* Directions:
In the reafforestation project description, in which countries will the studies be carried out?

* Source passage:
══════════════════════════════

The objectives of the project are: to set up a general model of biodiversity changes related to afforestation patterns; and to appreciate the relative value of tree species in reafforestation regarding biodiversity preservation or restoration.

Biodiversity, as the most accurate estimate of the state of ecosystems, will be examined in this project in relation to reafforestation. The underlying hypothesis is that exotic trees should not sustain the same level of biological diversity as indigenous trees. Organisms which have coevolved with original vegetation might not find adequate habitat in a new type of vegetation. This hypothesis will be tested by measuring the impact of reafforestation with different tree species on invertebrates diversity, which represent the largest part of total biodiversity. Studies will be carried out in France, Spain and Portugal, on some of the main trees used for reafforestation; Eucalyptus species, Picea abies, Pinus species, and Pseudotsuga menziesii. Major natural forest ecosystems of Europe will be involved (ie beech, spruce, mediterranean to medioeuropean oaks, and Pinus pinaster forests).

══════════════════════════════

* Data under study:
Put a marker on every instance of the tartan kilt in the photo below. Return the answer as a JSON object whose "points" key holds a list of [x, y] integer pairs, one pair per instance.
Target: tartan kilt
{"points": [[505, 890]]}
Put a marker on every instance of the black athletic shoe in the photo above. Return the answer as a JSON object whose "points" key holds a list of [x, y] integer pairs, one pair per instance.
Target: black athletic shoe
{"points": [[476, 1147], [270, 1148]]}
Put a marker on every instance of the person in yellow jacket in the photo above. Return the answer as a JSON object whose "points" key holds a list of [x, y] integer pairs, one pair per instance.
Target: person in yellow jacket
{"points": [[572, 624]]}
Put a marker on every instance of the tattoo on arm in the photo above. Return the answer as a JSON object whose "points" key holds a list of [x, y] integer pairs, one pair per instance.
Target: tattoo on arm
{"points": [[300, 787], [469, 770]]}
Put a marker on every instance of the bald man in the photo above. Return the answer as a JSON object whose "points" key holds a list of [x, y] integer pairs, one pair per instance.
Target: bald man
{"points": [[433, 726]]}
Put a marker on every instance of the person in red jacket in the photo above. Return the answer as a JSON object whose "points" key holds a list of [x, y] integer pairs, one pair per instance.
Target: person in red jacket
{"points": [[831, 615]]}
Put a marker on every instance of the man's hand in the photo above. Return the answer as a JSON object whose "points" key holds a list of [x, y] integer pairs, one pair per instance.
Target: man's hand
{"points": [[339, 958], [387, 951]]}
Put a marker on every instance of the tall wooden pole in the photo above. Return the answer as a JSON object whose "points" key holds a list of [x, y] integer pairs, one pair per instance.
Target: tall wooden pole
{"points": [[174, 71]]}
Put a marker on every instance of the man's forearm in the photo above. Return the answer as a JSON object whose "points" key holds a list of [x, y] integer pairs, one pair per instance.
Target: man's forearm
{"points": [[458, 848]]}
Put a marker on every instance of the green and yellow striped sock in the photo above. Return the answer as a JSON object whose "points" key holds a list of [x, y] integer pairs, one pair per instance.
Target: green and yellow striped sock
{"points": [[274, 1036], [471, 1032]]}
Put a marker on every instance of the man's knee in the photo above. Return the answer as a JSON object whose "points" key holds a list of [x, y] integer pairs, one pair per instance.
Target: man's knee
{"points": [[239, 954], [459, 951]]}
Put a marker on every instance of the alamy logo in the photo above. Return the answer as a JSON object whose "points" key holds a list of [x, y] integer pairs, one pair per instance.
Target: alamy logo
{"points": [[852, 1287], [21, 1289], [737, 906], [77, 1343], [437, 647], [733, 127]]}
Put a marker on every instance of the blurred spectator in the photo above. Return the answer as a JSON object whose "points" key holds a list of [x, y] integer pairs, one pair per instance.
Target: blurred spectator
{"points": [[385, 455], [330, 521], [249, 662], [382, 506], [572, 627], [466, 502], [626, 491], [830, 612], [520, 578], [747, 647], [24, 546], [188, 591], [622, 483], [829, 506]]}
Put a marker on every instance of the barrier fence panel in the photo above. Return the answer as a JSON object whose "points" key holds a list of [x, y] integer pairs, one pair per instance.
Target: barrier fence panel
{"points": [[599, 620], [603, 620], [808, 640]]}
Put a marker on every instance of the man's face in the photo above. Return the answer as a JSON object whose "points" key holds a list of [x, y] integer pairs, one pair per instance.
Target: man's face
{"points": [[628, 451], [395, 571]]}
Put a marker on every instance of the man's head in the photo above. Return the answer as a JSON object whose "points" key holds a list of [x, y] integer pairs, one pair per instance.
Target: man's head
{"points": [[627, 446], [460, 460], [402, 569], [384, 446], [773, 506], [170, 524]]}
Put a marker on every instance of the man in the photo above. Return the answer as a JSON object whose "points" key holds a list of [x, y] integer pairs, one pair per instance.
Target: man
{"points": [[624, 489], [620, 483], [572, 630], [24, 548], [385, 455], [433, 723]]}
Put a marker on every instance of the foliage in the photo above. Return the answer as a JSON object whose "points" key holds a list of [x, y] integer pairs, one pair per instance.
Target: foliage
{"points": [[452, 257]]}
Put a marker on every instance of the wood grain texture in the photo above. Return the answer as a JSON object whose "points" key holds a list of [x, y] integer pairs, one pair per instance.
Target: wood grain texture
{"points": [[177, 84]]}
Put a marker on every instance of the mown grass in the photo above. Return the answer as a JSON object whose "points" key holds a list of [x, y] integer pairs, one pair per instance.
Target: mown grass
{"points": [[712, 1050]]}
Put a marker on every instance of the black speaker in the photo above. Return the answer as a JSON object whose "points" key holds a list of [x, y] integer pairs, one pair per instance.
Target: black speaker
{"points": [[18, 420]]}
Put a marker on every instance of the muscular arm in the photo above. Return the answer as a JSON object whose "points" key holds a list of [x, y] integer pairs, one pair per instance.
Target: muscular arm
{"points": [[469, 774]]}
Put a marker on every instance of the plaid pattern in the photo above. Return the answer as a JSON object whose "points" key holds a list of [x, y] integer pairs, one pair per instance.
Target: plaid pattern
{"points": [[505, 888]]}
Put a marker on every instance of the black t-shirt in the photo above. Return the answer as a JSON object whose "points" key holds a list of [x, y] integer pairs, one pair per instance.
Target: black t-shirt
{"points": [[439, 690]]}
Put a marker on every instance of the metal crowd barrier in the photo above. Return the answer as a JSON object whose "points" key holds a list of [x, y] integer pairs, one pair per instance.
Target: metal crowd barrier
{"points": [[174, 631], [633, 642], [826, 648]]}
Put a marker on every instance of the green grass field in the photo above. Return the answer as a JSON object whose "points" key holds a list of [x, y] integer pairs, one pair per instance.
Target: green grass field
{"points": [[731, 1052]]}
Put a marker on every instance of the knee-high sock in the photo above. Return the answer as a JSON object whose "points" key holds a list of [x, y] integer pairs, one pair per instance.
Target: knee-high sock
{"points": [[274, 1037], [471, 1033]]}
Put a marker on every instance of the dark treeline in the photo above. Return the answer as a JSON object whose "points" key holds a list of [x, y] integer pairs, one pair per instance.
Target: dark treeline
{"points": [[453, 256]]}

══════════════════════════════

* Response box:
France, Spain and Portugal.